---------- AVAILABLE RECORDS ----------

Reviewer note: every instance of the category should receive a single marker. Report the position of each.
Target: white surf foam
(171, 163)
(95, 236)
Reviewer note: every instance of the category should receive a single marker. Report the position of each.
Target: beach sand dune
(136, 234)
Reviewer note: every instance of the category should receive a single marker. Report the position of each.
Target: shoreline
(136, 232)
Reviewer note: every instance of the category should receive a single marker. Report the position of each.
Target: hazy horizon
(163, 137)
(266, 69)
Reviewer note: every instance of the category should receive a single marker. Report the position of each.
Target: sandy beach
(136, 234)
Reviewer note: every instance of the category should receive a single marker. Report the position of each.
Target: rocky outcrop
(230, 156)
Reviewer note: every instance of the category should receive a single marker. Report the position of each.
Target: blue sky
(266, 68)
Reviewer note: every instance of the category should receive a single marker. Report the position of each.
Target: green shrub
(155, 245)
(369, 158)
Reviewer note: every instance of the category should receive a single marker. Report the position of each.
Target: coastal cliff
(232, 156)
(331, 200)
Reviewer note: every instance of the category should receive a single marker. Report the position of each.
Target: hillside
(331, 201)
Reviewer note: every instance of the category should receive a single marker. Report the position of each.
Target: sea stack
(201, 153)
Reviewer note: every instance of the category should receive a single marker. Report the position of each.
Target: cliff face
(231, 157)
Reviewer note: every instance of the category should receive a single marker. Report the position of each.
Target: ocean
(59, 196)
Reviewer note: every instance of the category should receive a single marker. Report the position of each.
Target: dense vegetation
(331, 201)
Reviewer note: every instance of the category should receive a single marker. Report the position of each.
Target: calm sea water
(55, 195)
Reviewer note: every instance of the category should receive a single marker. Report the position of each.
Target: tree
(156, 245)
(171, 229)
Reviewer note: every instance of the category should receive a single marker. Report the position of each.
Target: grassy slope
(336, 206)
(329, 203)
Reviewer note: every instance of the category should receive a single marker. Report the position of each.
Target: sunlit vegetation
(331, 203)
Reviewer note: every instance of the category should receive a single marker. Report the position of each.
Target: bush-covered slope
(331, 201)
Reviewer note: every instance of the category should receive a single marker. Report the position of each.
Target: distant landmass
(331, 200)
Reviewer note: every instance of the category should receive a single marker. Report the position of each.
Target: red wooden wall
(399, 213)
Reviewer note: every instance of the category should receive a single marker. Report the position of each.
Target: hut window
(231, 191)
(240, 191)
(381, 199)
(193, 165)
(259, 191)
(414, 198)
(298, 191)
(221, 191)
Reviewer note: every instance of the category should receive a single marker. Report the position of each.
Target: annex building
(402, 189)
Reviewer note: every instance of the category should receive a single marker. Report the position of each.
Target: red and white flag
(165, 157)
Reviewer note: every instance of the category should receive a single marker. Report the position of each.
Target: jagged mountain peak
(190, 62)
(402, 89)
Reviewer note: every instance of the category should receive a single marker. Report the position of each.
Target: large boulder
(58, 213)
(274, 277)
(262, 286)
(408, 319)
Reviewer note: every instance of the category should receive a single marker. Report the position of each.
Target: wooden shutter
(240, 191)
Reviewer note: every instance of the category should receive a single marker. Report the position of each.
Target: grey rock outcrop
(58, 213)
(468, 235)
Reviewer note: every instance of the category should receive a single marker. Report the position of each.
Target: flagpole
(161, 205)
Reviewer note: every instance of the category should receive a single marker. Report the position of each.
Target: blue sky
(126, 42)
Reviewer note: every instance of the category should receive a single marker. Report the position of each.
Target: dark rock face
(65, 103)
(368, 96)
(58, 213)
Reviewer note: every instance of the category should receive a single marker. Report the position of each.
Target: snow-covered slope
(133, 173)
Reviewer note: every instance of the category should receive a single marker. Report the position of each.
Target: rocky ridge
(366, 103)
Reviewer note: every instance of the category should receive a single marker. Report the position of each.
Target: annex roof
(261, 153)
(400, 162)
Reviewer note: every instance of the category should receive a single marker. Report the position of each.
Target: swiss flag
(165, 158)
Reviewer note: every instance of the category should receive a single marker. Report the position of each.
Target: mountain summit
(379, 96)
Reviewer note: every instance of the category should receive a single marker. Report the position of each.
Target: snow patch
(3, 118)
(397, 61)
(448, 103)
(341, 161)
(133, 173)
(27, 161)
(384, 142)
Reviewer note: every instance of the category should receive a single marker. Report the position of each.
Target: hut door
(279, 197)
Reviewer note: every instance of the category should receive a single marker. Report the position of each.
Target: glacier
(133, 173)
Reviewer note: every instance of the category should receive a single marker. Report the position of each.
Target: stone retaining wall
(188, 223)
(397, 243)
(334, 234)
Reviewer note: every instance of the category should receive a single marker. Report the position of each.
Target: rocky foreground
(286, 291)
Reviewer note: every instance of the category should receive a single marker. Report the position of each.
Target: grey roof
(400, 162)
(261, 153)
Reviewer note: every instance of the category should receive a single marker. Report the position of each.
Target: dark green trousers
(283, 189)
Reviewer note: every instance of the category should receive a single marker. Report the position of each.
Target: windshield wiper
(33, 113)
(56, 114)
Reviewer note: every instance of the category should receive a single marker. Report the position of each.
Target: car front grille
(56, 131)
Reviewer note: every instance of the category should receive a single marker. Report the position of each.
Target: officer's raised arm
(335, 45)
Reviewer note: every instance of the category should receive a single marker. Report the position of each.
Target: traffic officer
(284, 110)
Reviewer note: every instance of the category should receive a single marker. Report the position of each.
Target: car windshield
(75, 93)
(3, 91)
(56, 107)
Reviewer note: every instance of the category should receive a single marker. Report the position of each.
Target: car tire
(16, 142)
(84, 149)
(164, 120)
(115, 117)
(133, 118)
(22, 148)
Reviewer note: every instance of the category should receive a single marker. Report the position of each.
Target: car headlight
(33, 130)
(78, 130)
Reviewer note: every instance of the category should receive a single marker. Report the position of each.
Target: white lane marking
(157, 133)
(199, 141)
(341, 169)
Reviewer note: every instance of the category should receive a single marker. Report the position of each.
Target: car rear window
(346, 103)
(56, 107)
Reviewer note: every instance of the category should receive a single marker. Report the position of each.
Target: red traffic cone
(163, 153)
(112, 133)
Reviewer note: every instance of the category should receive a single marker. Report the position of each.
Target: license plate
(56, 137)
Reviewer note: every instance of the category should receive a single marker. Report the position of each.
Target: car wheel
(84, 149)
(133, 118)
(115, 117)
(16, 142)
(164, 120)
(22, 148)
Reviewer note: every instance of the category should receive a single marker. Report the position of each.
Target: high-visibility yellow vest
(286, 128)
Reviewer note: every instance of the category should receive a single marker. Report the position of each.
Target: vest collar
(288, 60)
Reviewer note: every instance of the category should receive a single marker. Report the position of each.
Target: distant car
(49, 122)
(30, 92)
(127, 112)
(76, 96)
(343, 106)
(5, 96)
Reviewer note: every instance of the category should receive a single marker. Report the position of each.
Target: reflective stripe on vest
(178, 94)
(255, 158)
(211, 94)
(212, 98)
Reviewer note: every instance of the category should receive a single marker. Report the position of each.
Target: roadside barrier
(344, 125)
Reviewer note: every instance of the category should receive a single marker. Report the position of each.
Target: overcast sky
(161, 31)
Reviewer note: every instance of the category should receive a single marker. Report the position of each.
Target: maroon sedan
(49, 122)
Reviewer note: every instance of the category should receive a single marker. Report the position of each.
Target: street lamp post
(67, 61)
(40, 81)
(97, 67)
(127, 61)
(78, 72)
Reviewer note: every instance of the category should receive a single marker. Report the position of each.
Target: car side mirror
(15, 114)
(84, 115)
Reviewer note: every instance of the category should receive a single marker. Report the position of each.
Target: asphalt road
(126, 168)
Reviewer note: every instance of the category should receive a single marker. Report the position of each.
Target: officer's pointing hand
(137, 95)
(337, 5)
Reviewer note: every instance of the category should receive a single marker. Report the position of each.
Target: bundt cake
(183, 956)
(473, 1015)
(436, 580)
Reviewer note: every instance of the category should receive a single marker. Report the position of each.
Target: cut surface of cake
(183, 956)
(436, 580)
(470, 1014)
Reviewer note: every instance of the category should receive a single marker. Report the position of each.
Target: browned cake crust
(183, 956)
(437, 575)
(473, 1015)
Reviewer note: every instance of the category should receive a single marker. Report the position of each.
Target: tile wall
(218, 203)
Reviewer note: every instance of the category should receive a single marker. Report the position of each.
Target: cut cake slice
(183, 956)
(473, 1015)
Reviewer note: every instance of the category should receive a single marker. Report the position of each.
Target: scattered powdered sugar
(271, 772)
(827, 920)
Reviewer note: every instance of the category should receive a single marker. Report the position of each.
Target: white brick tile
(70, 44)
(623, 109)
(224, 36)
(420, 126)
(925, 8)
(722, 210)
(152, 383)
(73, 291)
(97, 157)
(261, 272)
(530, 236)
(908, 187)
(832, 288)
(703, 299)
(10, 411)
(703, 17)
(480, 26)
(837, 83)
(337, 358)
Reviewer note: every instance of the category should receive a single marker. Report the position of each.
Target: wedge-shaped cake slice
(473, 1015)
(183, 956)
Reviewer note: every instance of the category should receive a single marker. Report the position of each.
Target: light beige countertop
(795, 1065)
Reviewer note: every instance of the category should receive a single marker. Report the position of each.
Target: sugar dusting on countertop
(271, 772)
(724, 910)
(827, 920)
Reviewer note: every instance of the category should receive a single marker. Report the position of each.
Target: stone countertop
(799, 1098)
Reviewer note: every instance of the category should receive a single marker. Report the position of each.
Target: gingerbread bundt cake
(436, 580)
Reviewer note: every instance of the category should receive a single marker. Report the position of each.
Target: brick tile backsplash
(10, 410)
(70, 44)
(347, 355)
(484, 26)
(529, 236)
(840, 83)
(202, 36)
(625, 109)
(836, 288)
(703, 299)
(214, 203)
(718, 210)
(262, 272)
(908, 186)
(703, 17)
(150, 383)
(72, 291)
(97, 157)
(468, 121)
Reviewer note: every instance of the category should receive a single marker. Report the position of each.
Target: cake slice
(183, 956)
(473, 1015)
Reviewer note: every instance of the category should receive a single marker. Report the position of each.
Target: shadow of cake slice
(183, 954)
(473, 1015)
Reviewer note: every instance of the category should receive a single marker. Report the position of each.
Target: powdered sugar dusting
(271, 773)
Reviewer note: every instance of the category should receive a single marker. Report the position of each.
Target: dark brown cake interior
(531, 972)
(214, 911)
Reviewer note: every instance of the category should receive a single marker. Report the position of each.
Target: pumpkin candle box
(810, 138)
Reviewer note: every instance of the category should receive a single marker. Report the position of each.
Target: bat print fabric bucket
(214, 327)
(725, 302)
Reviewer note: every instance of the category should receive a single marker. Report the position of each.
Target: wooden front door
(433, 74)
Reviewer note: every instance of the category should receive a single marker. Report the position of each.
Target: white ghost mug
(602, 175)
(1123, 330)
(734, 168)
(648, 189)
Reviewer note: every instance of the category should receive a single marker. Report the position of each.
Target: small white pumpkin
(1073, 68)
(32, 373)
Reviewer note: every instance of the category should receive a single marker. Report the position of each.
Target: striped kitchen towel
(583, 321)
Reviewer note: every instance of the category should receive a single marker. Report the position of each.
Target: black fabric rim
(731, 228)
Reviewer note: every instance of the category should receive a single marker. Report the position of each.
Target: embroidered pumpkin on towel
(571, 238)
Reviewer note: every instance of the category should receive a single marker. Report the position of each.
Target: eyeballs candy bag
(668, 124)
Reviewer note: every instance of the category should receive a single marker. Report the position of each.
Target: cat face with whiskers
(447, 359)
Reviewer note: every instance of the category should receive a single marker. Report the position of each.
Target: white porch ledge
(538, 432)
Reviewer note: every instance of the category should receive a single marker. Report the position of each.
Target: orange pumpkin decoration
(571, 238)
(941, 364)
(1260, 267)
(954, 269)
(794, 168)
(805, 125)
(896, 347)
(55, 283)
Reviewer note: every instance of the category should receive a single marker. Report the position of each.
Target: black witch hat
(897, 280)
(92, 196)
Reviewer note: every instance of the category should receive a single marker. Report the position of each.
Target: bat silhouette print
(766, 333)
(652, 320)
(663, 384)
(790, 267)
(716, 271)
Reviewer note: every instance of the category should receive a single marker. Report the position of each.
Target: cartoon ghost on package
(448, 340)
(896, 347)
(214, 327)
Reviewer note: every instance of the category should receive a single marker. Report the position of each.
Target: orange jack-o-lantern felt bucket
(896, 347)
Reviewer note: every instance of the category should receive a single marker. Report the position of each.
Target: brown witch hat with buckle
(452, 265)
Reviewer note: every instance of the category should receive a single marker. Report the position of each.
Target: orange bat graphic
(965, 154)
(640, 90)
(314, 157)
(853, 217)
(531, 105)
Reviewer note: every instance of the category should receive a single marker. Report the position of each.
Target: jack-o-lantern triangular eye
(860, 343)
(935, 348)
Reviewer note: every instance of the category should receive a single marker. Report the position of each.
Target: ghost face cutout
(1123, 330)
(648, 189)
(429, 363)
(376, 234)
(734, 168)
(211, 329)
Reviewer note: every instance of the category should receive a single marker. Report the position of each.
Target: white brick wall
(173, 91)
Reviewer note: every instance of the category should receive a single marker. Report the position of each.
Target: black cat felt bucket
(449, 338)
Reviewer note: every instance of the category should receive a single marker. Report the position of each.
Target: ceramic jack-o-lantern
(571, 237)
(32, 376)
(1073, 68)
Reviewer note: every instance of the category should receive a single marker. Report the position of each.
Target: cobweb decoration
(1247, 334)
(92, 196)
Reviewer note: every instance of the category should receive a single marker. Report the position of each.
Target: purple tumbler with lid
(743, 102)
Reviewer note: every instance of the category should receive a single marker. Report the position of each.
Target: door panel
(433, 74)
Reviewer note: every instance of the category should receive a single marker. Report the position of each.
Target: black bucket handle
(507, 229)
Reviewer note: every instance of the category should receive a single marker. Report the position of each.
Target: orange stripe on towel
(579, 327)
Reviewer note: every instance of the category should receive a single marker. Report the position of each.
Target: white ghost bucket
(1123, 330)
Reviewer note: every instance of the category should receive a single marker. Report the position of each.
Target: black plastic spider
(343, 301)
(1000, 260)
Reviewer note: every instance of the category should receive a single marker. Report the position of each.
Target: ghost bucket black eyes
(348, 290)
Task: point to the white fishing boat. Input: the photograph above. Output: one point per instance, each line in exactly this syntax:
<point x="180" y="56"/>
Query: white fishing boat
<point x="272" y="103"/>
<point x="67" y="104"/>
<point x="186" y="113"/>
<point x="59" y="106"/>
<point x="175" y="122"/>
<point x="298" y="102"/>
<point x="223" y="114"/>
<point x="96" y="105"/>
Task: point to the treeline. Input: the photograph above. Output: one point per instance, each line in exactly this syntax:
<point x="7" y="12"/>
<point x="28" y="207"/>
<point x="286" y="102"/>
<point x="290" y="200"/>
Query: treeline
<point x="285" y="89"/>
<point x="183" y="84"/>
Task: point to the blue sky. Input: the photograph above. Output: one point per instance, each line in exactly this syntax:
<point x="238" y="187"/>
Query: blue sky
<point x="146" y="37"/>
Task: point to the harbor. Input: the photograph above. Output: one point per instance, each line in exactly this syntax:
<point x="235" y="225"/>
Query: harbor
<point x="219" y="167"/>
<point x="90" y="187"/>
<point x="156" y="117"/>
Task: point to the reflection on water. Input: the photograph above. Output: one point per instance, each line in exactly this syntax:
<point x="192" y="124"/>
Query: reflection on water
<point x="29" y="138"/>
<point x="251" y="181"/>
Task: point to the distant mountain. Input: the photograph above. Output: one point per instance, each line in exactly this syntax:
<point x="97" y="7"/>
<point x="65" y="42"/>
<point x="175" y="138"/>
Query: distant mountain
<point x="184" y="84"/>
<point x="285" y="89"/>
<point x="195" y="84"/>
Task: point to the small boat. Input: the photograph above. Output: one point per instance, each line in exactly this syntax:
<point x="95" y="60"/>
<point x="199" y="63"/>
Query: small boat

----------

▶ YOUR OBJECTIVE
The answer should hold exactly the lines running from the one with "Target: white ghost bucket" to the final line of the data, both ends counted.

▶ EXERCISE SOLUTION
Target: white ghost bucket
(1123, 330)
Reviewer note: every instance of the category should receive a single marker. Report the position of each.
Target: black plastic spider
(343, 301)
(1000, 260)
Reviewer note: every instance of the category should receive a single marker. Report the position of each.
Target: ghost bucket black eyes
(348, 290)
Task: point to the white fishing boat. Input: the photograph above. Output: one point per instance, each line in exactly this syntax:
<point x="180" y="56"/>
Query: white fishing boat
<point x="272" y="103"/>
<point x="67" y="104"/>
<point x="186" y="113"/>
<point x="59" y="106"/>
<point x="175" y="122"/>
<point x="298" y="102"/>
<point x="223" y="114"/>
<point x="96" y="105"/>
Task: point to the treeline. Input: the photograph above. Output: one point per instance, each line in exactly this syntax:
<point x="7" y="12"/>
<point x="28" y="207"/>
<point x="286" y="102"/>
<point x="290" y="200"/>
Query: treeline
<point x="285" y="89"/>
<point x="183" y="84"/>
Task: point to the blue sky. Input: the photograph above. Output: one point per instance, each line in exactly this syntax:
<point x="238" y="187"/>
Query: blue sky
<point x="146" y="37"/>
Task: point to the harbor. Input: the photograph above. Output: one point per instance, each line in exactly this syntax:
<point x="235" y="225"/>
Query: harbor
<point x="219" y="167"/>
<point x="90" y="187"/>
<point x="156" y="117"/>
Task: point to the reflection on water. Input: the photograph above. Output: one point per instance, each line in exactly this syntax:
<point x="192" y="124"/>
Query: reflection on water
<point x="29" y="138"/>
<point x="251" y="181"/>
Task: point to the distant mountain. Input: the photograph above. Output: one point per instance, each line in exactly this syntax:
<point x="97" y="7"/>
<point x="65" y="42"/>
<point x="175" y="138"/>
Query: distant mountain
<point x="184" y="84"/>
<point x="285" y="89"/>
<point x="195" y="84"/>
Task: point to the small boat. Input: the photograph above. Output: one point per instance, each line in exactly this syntax:
<point x="95" y="60"/>
<point x="199" y="63"/>
Query: small boat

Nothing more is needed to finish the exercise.